**Document passage**
▼▼▼
Then winter again. Verendrye's partners had sent him no spring supplies and only one of the four canoe loads expected in the fall reached him. Another long Canadian winter, with the savage cold creeping through every crack of the windowless log fort, separated by hundreds of miles of ice-bound wilderness from the small French settlements on the Great Lakes. We picture the life within the post, a life stripped of every comfort and many of the barest necessities, the men crowded together in constant, wearing intimacy, from which there was no escape; and outside, in the trackless, silent forest, the ever present menace of a lurking enemy—the implacable Sioux. But harder for Verendrye than any physical discomfort was the knowledge that his associates would not countenance or assist his cherished purpose of pushing farther west to establish a post on Lake Winnipeg, then called Lake Bourbon.

We can imagine with what impatience he awaited the spring, when the ice should break up in the lakes, and the streams, swollen to raging torrents by the melting snow, should subside and again become navigable for the egg shell canoes of the voyageurs. He had determined to send his nephew to Montreal to report favorably on the progress he had made in winning the loyalty of the Indians and obtaining from them information of the country further west, and to make an earnest appeal to his faint hearted associates for continued help. Also, the Jesuit missionary Father Messaiger, who had joined the Verendrye party at Michilimackinac on its outward journey, now daunted by the hardships and the terrible isolation of this small outpost of white men that were here plunged so deep in the unknown wilderness, demanded the earliest possible release from the enterprise,—an incident surprising to those who have read of the heroic Jesuits of the preceding century. The commander himself remained at or in the vicinity of Ft. St. Charles, trading and extending official relations with the Indians during an impatient summer and a third perilous winter. He received no supplies or word of encouragement.
▲▲▲
**Entries shown**
▼▼▼
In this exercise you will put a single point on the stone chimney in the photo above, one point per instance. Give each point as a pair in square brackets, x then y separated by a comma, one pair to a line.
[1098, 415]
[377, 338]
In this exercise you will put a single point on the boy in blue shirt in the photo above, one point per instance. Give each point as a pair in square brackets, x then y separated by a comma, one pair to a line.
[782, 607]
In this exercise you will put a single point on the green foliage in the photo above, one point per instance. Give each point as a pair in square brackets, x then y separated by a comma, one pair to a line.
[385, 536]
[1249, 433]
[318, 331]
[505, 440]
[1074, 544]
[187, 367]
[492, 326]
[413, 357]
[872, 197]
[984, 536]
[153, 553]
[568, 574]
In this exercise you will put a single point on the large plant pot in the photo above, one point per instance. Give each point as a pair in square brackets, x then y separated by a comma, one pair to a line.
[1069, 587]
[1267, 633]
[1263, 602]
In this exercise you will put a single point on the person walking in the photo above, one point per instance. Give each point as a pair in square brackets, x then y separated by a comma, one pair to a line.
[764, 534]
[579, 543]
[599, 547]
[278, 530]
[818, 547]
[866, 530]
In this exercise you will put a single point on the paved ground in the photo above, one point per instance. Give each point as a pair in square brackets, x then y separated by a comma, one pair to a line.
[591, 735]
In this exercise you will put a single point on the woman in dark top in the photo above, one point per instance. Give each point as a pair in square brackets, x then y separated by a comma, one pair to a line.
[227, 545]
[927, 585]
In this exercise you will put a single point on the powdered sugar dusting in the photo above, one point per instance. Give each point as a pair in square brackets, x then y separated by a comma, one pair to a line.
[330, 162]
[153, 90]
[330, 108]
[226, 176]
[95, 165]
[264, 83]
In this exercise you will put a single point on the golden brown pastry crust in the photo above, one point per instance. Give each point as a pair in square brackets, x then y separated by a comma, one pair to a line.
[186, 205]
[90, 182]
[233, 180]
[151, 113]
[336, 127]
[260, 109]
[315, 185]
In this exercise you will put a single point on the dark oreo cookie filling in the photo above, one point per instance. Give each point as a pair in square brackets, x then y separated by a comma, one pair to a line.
▲▲▲
**Directives**
A – Sum up the Verendrye passage in two sentences.
B – Rewrite the Verendrye passage from "Then winter again." up to and including "called Lake Bourbon.", putting "bitter cold" in place of "savage cold".

**Solutions**
A – Cut off in a remote log fort through another hard winter with few supplies and the Sioux nearby, Verendrye was most troubled that his partners would not back his plan to push west and build a post on Lake Winnipeg. He decided to send his nephew to Montreal to report his progress and ask the partners for more help, the Jesuit missionary Father Messaiger demanded to be released, and Verendrye stayed near Ft. St. Charles through a third winter without supplies or encouragement.

B –
Then winter again. Verendrye's partners had sent him no spring supplies and only one of the four canoe loads expected in the fall reached him. Another long Canadian winter, with the bitter cold creeping through every crack of the windowless log fort, separated by hundreds of miles of ice-bound wilderness from the small French settlements on the Great Lakes. We picture the life within the post, a life stripped of every comfort and many of the barest necessities, the men crowded together in constant, wearing intimacy, from which there was no escape; and outside, in the trackless, silent forest, the ever present menace of a lurking enemy—the implacable Sioux. But harder for Verendrye than any physical discomfort was the knowledge that his associates would not countenance or assist his cherished purpose of pushing farther west to establish a post on Lake Winnipeg, then called Lake Bourbon.